What this task involves – These entries are to be retyped in full, word for word.

Data to examine –
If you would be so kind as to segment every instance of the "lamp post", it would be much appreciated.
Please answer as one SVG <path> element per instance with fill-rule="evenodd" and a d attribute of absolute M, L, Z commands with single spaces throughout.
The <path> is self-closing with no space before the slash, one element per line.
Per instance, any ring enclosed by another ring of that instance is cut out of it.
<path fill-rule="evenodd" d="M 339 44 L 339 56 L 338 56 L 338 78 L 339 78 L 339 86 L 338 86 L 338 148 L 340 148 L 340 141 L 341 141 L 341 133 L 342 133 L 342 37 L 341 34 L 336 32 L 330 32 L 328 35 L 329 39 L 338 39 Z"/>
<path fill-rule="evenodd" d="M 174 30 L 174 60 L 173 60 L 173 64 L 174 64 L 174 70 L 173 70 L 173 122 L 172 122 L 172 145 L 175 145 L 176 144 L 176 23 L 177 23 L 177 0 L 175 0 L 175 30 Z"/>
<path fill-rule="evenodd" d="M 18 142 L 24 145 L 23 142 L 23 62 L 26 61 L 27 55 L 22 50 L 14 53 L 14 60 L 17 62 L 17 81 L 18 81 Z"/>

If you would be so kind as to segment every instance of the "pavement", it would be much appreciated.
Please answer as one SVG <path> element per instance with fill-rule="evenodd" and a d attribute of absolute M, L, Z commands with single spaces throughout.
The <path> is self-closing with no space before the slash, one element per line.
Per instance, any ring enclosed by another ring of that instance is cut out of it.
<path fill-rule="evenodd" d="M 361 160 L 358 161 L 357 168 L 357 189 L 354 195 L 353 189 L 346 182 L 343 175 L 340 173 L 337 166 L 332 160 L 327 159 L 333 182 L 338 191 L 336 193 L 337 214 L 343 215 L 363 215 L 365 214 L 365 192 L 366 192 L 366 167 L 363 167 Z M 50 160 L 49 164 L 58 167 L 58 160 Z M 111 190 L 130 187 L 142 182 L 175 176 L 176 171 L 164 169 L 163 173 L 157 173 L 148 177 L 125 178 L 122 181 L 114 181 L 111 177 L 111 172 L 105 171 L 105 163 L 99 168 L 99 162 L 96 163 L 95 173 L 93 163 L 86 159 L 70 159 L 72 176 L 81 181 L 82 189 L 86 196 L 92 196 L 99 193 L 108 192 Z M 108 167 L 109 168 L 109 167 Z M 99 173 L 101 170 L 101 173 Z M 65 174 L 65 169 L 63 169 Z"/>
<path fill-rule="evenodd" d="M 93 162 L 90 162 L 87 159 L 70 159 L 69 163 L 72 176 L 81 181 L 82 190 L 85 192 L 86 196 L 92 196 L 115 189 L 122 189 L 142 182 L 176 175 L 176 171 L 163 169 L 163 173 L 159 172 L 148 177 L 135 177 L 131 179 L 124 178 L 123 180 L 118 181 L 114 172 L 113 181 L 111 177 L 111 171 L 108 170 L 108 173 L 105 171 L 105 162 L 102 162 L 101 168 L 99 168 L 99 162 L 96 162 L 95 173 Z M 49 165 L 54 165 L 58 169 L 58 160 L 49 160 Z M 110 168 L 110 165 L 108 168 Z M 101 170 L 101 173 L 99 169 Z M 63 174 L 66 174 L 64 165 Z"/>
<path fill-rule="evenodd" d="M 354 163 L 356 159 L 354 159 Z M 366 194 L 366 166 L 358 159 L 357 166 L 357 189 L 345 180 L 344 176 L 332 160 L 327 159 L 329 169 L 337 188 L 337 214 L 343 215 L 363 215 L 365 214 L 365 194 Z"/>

Answer area –
If you would be so kind as to segment every instance of the "lamp post", it would be much appreciated.
Please answer as one SVG <path> element per instance with fill-rule="evenodd" and a d attribute of absolute M, L, Z commands with single spaces throughout.
The <path> is self-closing with no space before the slash, one element per line.
Per instance, any ring enclosed by another ring of that instance is cut out of it.
<path fill-rule="evenodd" d="M 339 44 L 339 56 L 338 56 L 338 78 L 339 78 L 339 86 L 338 86 L 338 148 L 340 148 L 340 141 L 341 141 L 341 133 L 342 133 L 342 37 L 341 34 L 336 32 L 330 32 L 328 35 L 329 39 L 338 39 Z"/>
<path fill-rule="evenodd" d="M 174 30 L 174 60 L 173 60 L 173 64 L 174 64 L 174 70 L 173 70 L 173 122 L 172 122 L 172 145 L 175 145 L 176 144 L 176 23 L 177 23 L 177 0 L 175 0 L 175 30 Z"/>
<path fill-rule="evenodd" d="M 18 142 L 24 145 L 23 142 L 23 62 L 26 61 L 27 55 L 22 50 L 14 53 L 14 60 L 17 62 L 17 81 L 18 81 Z"/>

If you would be so kind as to segment every instance of the "pavement", it would be much appreciated.
Please answer as one SVG <path> element per instance with fill-rule="evenodd" and a d attribute of absolute M, L, Z commands with single spaces throughout.
The <path> is self-closing with no space before the slash, one element per line.
Per instance, any ring enclosed by another ring of that instance is cut out of it.
<path fill-rule="evenodd" d="M 361 160 L 358 161 L 357 168 L 357 189 L 354 195 L 353 189 L 346 182 L 343 175 L 340 173 L 337 166 L 332 160 L 327 159 L 333 182 L 338 191 L 336 193 L 337 214 L 343 215 L 363 215 L 365 214 L 365 192 L 366 192 L 366 167 L 363 167 Z M 50 160 L 49 164 L 58 167 L 58 160 Z M 111 190 L 130 187 L 142 182 L 175 176 L 176 171 L 164 169 L 163 173 L 157 173 L 148 177 L 125 178 L 122 181 L 114 181 L 111 177 L 111 172 L 105 171 L 105 163 L 99 168 L 99 162 L 96 163 L 95 173 L 93 163 L 86 159 L 70 159 L 72 176 L 81 181 L 82 189 L 86 196 L 92 196 L 99 193 L 108 192 Z M 108 167 L 109 168 L 109 167 Z M 99 173 L 101 170 L 101 173 Z M 65 174 L 65 169 L 63 169 Z"/>
<path fill-rule="evenodd" d="M 93 162 L 90 162 L 87 159 L 70 159 L 69 163 L 72 176 L 81 181 L 82 190 L 85 192 L 86 196 L 92 196 L 115 189 L 122 189 L 142 182 L 176 175 L 176 171 L 163 169 L 163 173 L 159 172 L 148 177 L 135 177 L 131 179 L 124 178 L 123 180 L 118 181 L 114 172 L 113 181 L 111 177 L 111 171 L 108 170 L 108 173 L 105 171 L 105 162 L 102 162 L 101 168 L 99 168 L 99 162 L 96 162 L 95 173 Z M 49 165 L 54 165 L 58 169 L 58 160 L 49 160 Z M 110 168 L 110 165 L 108 168 Z M 101 170 L 101 173 L 99 169 Z M 63 174 L 66 174 L 64 165 Z"/>
<path fill-rule="evenodd" d="M 354 163 L 356 159 L 354 159 Z M 366 194 L 366 166 L 358 159 L 357 166 L 357 189 L 345 180 L 344 176 L 332 160 L 327 159 L 329 169 L 337 188 L 337 214 L 343 215 L 363 215 L 365 214 L 365 194 Z"/>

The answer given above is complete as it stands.